MATERIAL PROPORCIONADO -
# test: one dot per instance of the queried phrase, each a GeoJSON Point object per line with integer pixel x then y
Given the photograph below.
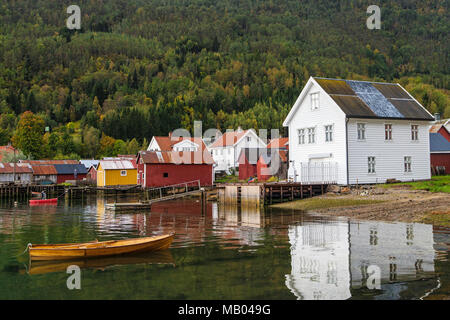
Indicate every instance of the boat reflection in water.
{"type": "Point", "coordinates": [157, 257]}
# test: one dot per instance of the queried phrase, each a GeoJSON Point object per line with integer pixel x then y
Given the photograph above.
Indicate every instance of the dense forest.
{"type": "Point", "coordinates": [139, 68]}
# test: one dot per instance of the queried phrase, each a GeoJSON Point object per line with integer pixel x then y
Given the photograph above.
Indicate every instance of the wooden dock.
{"type": "Point", "coordinates": [268, 193]}
{"type": "Point", "coordinates": [165, 193]}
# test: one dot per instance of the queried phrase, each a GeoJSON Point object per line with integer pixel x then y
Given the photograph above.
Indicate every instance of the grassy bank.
{"type": "Point", "coordinates": [436, 184]}
{"type": "Point", "coordinates": [323, 203]}
{"type": "Point", "coordinates": [438, 218]}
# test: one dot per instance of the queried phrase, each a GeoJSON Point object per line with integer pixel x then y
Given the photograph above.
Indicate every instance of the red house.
{"type": "Point", "coordinates": [439, 154]}
{"type": "Point", "coordinates": [248, 160]}
{"type": "Point", "coordinates": [70, 172]}
{"type": "Point", "coordinates": [92, 174]}
{"type": "Point", "coordinates": [164, 168]}
{"type": "Point", "coordinates": [272, 163]}
{"type": "Point", "coordinates": [279, 143]}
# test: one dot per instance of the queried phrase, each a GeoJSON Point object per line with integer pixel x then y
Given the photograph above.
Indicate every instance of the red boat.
{"type": "Point", "coordinates": [44, 201]}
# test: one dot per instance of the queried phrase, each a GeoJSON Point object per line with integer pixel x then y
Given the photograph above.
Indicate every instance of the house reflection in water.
{"type": "Point", "coordinates": [330, 258]}
{"type": "Point", "coordinates": [320, 261]}
{"type": "Point", "coordinates": [403, 251]}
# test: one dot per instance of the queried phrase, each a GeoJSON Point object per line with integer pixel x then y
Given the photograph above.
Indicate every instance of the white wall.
{"type": "Point", "coordinates": [389, 155]}
{"type": "Point", "coordinates": [327, 114]}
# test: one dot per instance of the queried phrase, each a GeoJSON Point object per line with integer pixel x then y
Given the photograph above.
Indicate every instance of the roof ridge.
{"type": "Point", "coordinates": [395, 83]}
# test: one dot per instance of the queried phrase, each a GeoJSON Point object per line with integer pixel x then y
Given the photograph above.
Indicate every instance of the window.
{"type": "Point", "coordinates": [414, 132]}
{"type": "Point", "coordinates": [407, 163]}
{"type": "Point", "coordinates": [329, 133]}
{"type": "Point", "coordinates": [315, 101]}
{"type": "Point", "coordinates": [371, 165]}
{"type": "Point", "coordinates": [388, 132]}
{"type": "Point", "coordinates": [311, 135]}
{"type": "Point", "coordinates": [361, 131]}
{"type": "Point", "coordinates": [301, 136]}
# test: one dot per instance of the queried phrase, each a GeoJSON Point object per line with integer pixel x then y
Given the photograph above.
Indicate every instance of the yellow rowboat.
{"type": "Point", "coordinates": [98, 249]}
{"type": "Point", "coordinates": [102, 263]}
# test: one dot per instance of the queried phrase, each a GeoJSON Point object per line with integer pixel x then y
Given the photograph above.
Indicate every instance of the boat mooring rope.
{"type": "Point", "coordinates": [26, 249]}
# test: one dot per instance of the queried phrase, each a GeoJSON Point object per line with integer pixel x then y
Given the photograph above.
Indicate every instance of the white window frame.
{"type": "Point", "coordinates": [329, 133]}
{"type": "Point", "coordinates": [371, 165]}
{"type": "Point", "coordinates": [414, 132]}
{"type": "Point", "coordinates": [388, 131]}
{"type": "Point", "coordinates": [315, 100]}
{"type": "Point", "coordinates": [361, 131]}
{"type": "Point", "coordinates": [311, 135]}
{"type": "Point", "coordinates": [407, 164]}
{"type": "Point", "coordinates": [301, 136]}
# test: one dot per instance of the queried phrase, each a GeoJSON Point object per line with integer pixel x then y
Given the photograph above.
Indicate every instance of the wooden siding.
{"type": "Point", "coordinates": [389, 155]}
{"type": "Point", "coordinates": [328, 113]}
{"type": "Point", "coordinates": [113, 177]}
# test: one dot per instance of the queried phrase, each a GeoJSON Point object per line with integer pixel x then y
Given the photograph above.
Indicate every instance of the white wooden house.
{"type": "Point", "coordinates": [227, 148]}
{"type": "Point", "coordinates": [352, 132]}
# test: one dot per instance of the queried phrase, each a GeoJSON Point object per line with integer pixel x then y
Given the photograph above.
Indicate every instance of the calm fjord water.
{"type": "Point", "coordinates": [222, 253]}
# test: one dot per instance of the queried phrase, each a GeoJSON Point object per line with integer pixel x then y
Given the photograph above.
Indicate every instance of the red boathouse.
{"type": "Point", "coordinates": [164, 168]}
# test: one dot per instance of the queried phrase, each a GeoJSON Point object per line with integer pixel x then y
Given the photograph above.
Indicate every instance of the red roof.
{"type": "Point", "coordinates": [167, 143]}
{"type": "Point", "coordinates": [19, 168]}
{"type": "Point", "coordinates": [176, 157]}
{"type": "Point", "coordinates": [43, 162]}
{"type": "Point", "coordinates": [6, 149]}
{"type": "Point", "coordinates": [278, 143]}
{"type": "Point", "coordinates": [42, 170]}
{"type": "Point", "coordinates": [228, 139]}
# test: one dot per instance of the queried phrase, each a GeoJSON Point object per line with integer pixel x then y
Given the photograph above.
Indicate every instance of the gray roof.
{"type": "Point", "coordinates": [438, 143]}
{"type": "Point", "coordinates": [364, 99]}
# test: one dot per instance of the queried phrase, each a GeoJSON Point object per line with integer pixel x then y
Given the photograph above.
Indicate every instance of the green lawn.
{"type": "Point", "coordinates": [436, 184]}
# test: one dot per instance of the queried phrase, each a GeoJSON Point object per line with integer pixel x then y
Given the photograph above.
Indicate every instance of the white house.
{"type": "Point", "coordinates": [352, 132]}
{"type": "Point", "coordinates": [226, 149]}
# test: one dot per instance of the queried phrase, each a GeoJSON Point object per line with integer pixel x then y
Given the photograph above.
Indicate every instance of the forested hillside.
{"type": "Point", "coordinates": [139, 68]}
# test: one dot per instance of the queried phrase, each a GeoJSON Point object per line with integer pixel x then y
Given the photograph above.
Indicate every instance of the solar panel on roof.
{"type": "Point", "coordinates": [374, 99]}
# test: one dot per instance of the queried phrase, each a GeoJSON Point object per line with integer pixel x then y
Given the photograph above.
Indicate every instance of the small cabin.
{"type": "Point", "coordinates": [116, 173]}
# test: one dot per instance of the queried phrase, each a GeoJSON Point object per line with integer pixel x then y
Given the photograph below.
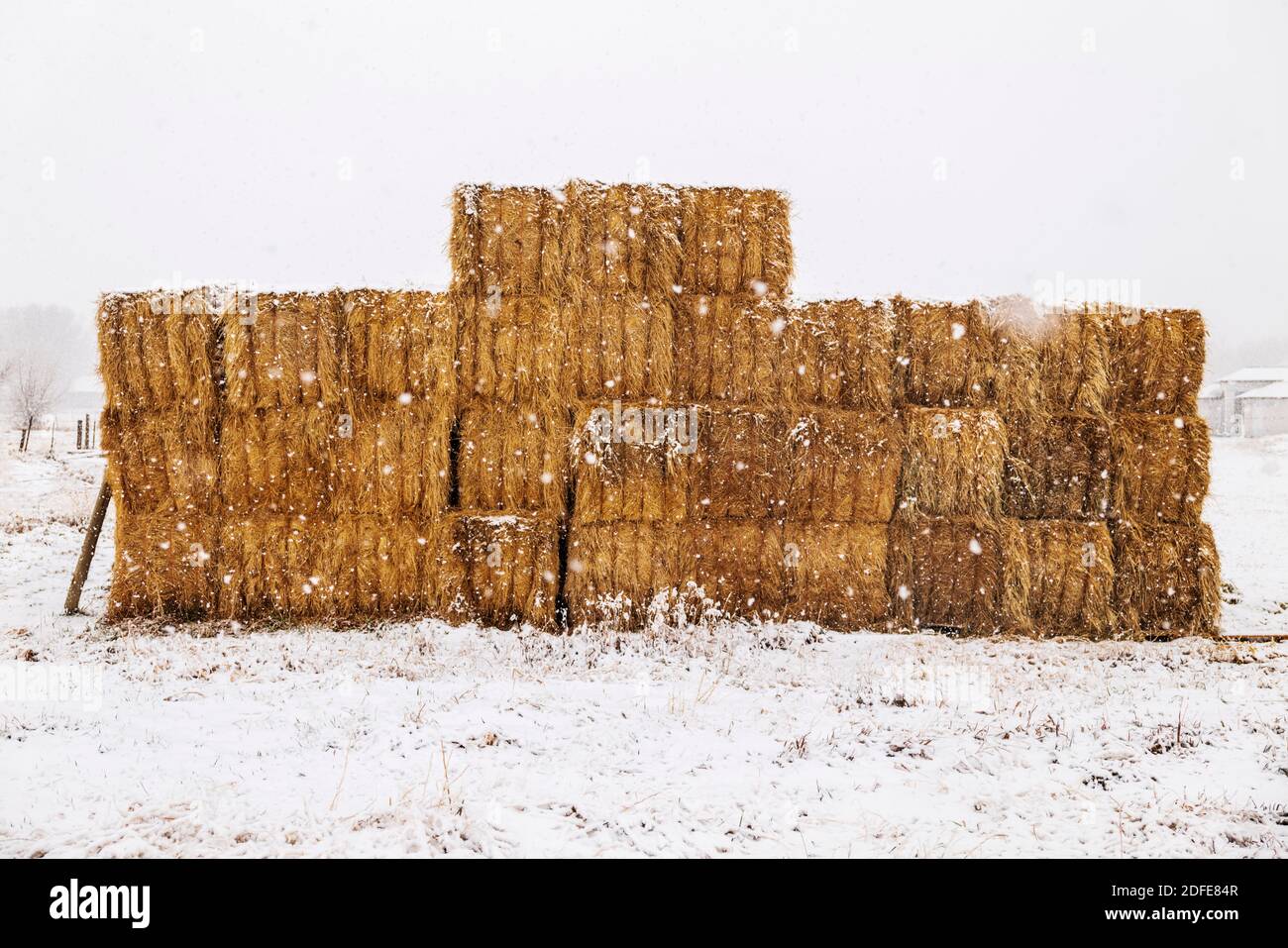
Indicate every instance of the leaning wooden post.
{"type": "Point", "coordinates": [95, 526]}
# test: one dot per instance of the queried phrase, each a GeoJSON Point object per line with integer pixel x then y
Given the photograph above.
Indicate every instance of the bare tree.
{"type": "Point", "coordinates": [33, 390]}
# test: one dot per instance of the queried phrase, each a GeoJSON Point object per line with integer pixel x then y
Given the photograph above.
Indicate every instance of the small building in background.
{"type": "Point", "coordinates": [1263, 411]}
{"type": "Point", "coordinates": [1223, 403]}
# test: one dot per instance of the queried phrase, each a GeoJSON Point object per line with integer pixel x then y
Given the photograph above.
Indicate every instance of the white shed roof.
{"type": "Point", "coordinates": [1258, 373]}
{"type": "Point", "coordinates": [1278, 390]}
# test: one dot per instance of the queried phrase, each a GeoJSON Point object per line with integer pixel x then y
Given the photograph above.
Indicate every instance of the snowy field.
{"type": "Point", "coordinates": [420, 740]}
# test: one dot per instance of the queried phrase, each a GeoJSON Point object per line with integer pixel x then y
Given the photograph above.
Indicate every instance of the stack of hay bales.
{"type": "Point", "coordinates": [160, 425]}
{"type": "Point", "coordinates": [334, 454]}
{"type": "Point", "coordinates": [1167, 569]}
{"type": "Point", "coordinates": [616, 404]}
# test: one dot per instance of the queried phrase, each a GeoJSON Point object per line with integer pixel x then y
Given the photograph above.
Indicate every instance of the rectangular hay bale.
{"type": "Point", "coordinates": [1167, 579]}
{"type": "Point", "coordinates": [1160, 468]}
{"type": "Point", "coordinates": [162, 566]}
{"type": "Point", "coordinates": [1060, 468]}
{"type": "Point", "coordinates": [1157, 360]}
{"type": "Point", "coordinates": [954, 462]}
{"type": "Point", "coordinates": [513, 459]}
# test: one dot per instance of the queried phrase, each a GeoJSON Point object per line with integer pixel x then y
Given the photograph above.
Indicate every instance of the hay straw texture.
{"type": "Point", "coordinates": [1158, 360]}
{"type": "Point", "coordinates": [342, 567]}
{"type": "Point", "coordinates": [837, 574]}
{"type": "Point", "coordinates": [1059, 469]}
{"type": "Point", "coordinates": [284, 352]}
{"type": "Point", "coordinates": [758, 352]}
{"type": "Point", "coordinates": [511, 459]}
{"type": "Point", "coordinates": [1070, 578]}
{"type": "Point", "coordinates": [1160, 468]}
{"type": "Point", "coordinates": [385, 458]}
{"type": "Point", "coordinates": [953, 463]}
{"type": "Point", "coordinates": [158, 352]}
{"type": "Point", "coordinates": [505, 241]}
{"type": "Point", "coordinates": [630, 464]}
{"type": "Point", "coordinates": [507, 569]}
{"type": "Point", "coordinates": [511, 350]}
{"type": "Point", "coordinates": [970, 575]}
{"type": "Point", "coordinates": [1167, 579]}
{"type": "Point", "coordinates": [619, 347]}
{"type": "Point", "coordinates": [618, 240]}
{"type": "Point", "coordinates": [399, 343]}
{"type": "Point", "coordinates": [155, 469]}
{"type": "Point", "coordinates": [967, 356]}
{"type": "Point", "coordinates": [1074, 359]}
{"type": "Point", "coordinates": [162, 567]}
{"type": "Point", "coordinates": [616, 571]}
{"type": "Point", "coordinates": [734, 241]}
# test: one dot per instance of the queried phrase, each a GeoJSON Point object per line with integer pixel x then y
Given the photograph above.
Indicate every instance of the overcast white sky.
{"type": "Point", "coordinates": [932, 149]}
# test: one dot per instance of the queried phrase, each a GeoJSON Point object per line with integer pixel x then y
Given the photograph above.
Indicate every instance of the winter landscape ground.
{"type": "Point", "coordinates": [725, 738]}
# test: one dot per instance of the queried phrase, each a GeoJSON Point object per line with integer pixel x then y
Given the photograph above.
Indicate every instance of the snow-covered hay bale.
{"type": "Point", "coordinates": [1167, 579]}
{"type": "Point", "coordinates": [163, 567]}
{"type": "Point", "coordinates": [837, 574]}
{"type": "Point", "coordinates": [511, 350]}
{"type": "Point", "coordinates": [618, 240]}
{"type": "Point", "coordinates": [616, 571]}
{"type": "Point", "coordinates": [953, 463]}
{"type": "Point", "coordinates": [399, 344]}
{"type": "Point", "coordinates": [503, 241]}
{"type": "Point", "coordinates": [507, 569]}
{"type": "Point", "coordinates": [511, 459]}
{"type": "Point", "coordinates": [282, 351]}
{"type": "Point", "coordinates": [1160, 468]}
{"type": "Point", "coordinates": [344, 567]}
{"type": "Point", "coordinates": [158, 352]}
{"type": "Point", "coordinates": [734, 241]}
{"type": "Point", "coordinates": [1070, 578]}
{"type": "Point", "coordinates": [156, 468]}
{"type": "Point", "coordinates": [1158, 360]}
{"type": "Point", "coordinates": [374, 458]}
{"type": "Point", "coordinates": [747, 350]}
{"type": "Point", "coordinates": [962, 574]}
{"type": "Point", "coordinates": [967, 356]}
{"type": "Point", "coordinates": [1074, 363]}
{"type": "Point", "coordinates": [1059, 468]}
{"type": "Point", "coordinates": [619, 346]}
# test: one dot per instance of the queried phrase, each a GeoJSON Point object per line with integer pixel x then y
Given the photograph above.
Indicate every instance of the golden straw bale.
{"type": "Point", "coordinates": [511, 459]}
{"type": "Point", "coordinates": [967, 355]}
{"type": "Point", "coordinates": [1074, 363]}
{"type": "Point", "coordinates": [1167, 579]}
{"type": "Point", "coordinates": [1070, 583]}
{"type": "Point", "coordinates": [158, 352]}
{"type": "Point", "coordinates": [1157, 360]}
{"type": "Point", "coordinates": [734, 241]}
{"type": "Point", "coordinates": [1059, 468]}
{"type": "Point", "coordinates": [155, 469]}
{"type": "Point", "coordinates": [162, 566]}
{"type": "Point", "coordinates": [1160, 468]}
{"type": "Point", "coordinates": [632, 463]}
{"type": "Point", "coordinates": [617, 346]}
{"type": "Point", "coordinates": [507, 569]}
{"type": "Point", "coordinates": [351, 566]}
{"type": "Point", "coordinates": [282, 351]}
{"type": "Point", "coordinates": [838, 467]}
{"type": "Point", "coordinates": [399, 343]}
{"type": "Point", "coordinates": [617, 240]}
{"type": "Point", "coordinates": [965, 574]}
{"type": "Point", "coordinates": [511, 348]}
{"type": "Point", "coordinates": [618, 571]}
{"type": "Point", "coordinates": [954, 462]}
{"type": "Point", "coordinates": [503, 241]}
{"type": "Point", "coordinates": [837, 574]}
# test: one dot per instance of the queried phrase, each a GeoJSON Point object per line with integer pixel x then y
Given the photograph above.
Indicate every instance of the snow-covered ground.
{"type": "Point", "coordinates": [716, 740]}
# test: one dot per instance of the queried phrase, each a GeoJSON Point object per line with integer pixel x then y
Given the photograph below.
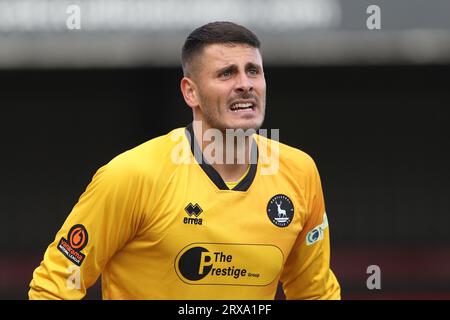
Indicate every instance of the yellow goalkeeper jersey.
{"type": "Point", "coordinates": [158, 222]}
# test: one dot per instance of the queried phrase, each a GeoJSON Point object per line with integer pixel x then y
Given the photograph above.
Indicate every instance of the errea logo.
{"type": "Point", "coordinates": [193, 212]}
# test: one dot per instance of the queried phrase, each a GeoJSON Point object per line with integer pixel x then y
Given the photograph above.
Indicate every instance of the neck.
{"type": "Point", "coordinates": [228, 154]}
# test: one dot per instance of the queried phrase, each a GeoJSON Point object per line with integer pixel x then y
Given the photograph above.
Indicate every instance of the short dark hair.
{"type": "Point", "coordinates": [212, 33]}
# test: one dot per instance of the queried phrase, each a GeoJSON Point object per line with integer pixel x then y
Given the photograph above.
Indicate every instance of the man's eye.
{"type": "Point", "coordinates": [226, 74]}
{"type": "Point", "coordinates": [253, 72]}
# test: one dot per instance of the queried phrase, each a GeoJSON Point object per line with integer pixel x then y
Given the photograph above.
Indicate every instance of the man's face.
{"type": "Point", "coordinates": [231, 87]}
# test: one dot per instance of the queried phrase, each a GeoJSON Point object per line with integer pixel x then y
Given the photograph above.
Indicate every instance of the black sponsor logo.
{"type": "Point", "coordinates": [77, 239]}
{"type": "Point", "coordinates": [198, 262]}
{"type": "Point", "coordinates": [280, 210]}
{"type": "Point", "coordinates": [193, 211]}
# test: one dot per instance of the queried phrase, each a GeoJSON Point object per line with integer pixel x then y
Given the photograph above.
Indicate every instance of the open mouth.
{"type": "Point", "coordinates": [242, 106]}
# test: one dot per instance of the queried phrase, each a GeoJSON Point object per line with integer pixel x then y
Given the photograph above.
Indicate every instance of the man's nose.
{"type": "Point", "coordinates": [244, 83]}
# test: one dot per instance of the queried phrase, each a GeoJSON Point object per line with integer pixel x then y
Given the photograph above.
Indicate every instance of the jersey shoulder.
{"type": "Point", "coordinates": [154, 157]}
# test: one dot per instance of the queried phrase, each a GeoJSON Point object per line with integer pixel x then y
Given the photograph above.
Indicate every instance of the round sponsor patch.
{"type": "Point", "coordinates": [78, 237]}
{"type": "Point", "coordinates": [280, 210]}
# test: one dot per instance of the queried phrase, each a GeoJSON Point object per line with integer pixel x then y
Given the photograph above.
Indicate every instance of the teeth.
{"type": "Point", "coordinates": [238, 106]}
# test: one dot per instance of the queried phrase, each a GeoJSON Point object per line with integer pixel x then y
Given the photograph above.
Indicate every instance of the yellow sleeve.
{"type": "Point", "coordinates": [104, 219]}
{"type": "Point", "coordinates": [307, 273]}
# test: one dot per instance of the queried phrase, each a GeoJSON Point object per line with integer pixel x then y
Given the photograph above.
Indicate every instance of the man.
{"type": "Point", "coordinates": [197, 214]}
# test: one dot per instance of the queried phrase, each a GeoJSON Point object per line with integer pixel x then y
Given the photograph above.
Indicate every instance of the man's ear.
{"type": "Point", "coordinates": [189, 90]}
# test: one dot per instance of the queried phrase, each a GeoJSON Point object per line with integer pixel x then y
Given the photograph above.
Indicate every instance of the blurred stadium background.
{"type": "Point", "coordinates": [370, 106]}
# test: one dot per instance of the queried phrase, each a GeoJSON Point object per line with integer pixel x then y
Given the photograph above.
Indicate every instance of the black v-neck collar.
{"type": "Point", "coordinates": [215, 177]}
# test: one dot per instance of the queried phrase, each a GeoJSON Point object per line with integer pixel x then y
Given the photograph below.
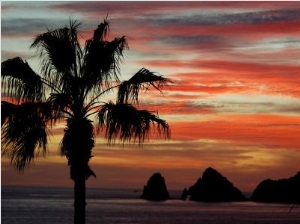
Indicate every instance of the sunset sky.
{"type": "Point", "coordinates": [234, 104]}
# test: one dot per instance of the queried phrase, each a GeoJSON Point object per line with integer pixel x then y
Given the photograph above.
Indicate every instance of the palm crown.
{"type": "Point", "coordinates": [71, 81]}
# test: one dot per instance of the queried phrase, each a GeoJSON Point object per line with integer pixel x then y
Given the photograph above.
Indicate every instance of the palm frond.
{"type": "Point", "coordinates": [126, 122]}
{"type": "Point", "coordinates": [59, 50]}
{"type": "Point", "coordinates": [102, 57]}
{"type": "Point", "coordinates": [20, 82]}
{"type": "Point", "coordinates": [60, 103]}
{"type": "Point", "coordinates": [24, 131]}
{"type": "Point", "coordinates": [142, 80]}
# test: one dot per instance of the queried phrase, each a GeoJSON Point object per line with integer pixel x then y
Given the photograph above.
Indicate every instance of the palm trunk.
{"type": "Point", "coordinates": [79, 196]}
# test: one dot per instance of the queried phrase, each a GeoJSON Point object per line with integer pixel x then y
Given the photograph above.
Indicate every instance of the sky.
{"type": "Point", "coordinates": [234, 103]}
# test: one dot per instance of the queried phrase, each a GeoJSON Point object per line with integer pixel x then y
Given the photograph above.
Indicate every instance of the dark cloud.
{"type": "Point", "coordinates": [220, 19]}
{"type": "Point", "coordinates": [24, 27]}
{"type": "Point", "coordinates": [192, 40]}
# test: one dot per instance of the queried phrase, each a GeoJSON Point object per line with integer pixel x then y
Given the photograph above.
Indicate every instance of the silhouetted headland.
{"type": "Point", "coordinates": [213, 187]}
{"type": "Point", "coordinates": [278, 191]}
{"type": "Point", "coordinates": [156, 189]}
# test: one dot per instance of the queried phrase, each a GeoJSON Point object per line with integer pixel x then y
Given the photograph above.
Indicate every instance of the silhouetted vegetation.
{"type": "Point", "coordinates": [69, 87]}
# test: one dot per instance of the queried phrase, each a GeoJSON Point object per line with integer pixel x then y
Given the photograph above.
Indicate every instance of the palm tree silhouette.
{"type": "Point", "coordinates": [69, 86]}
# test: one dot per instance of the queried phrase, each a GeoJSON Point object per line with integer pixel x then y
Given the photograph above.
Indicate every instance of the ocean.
{"type": "Point", "coordinates": [45, 205]}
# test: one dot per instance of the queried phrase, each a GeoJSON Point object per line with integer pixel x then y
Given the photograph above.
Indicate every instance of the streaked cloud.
{"type": "Point", "coordinates": [233, 104]}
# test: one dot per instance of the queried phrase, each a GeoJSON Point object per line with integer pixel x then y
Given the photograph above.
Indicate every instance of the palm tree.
{"type": "Point", "coordinates": [72, 79]}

LO QUE SE PIDE - Extrae del material de arriba cada línea que contenga la palabra "background" y cópiala sin cambios.

RESULTADO OBTENIDO -
Indicate every instance of the small building in background.
Indicate every instance of the blurred stadium background.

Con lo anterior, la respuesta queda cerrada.